• [Given instruction]:
Swap every "pixel coordinates" in the items below for "image coordinates", and leave everything else unchanged.

## BEGIN Task material

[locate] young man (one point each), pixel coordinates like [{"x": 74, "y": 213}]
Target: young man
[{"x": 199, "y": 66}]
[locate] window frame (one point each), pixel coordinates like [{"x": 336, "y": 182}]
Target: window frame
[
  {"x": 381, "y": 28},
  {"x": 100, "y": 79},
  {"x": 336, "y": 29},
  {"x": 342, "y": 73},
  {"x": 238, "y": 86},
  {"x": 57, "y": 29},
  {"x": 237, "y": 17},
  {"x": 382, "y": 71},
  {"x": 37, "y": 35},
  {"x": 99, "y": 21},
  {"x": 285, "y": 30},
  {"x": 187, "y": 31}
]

## END Task material

• [Written solution]:
[locate] young man (one point each), image coordinates like [{"x": 74, "y": 213}]
Target: young man
[{"x": 199, "y": 66}]
[locate] window frame (one point each), image coordinates like [{"x": 336, "y": 182}]
Target: window frame
[
  {"x": 381, "y": 28},
  {"x": 100, "y": 79},
  {"x": 336, "y": 29},
  {"x": 342, "y": 73},
  {"x": 238, "y": 86},
  {"x": 57, "y": 29},
  {"x": 237, "y": 17},
  {"x": 382, "y": 71},
  {"x": 37, "y": 35},
  {"x": 99, "y": 21},
  {"x": 285, "y": 30},
  {"x": 187, "y": 31}
]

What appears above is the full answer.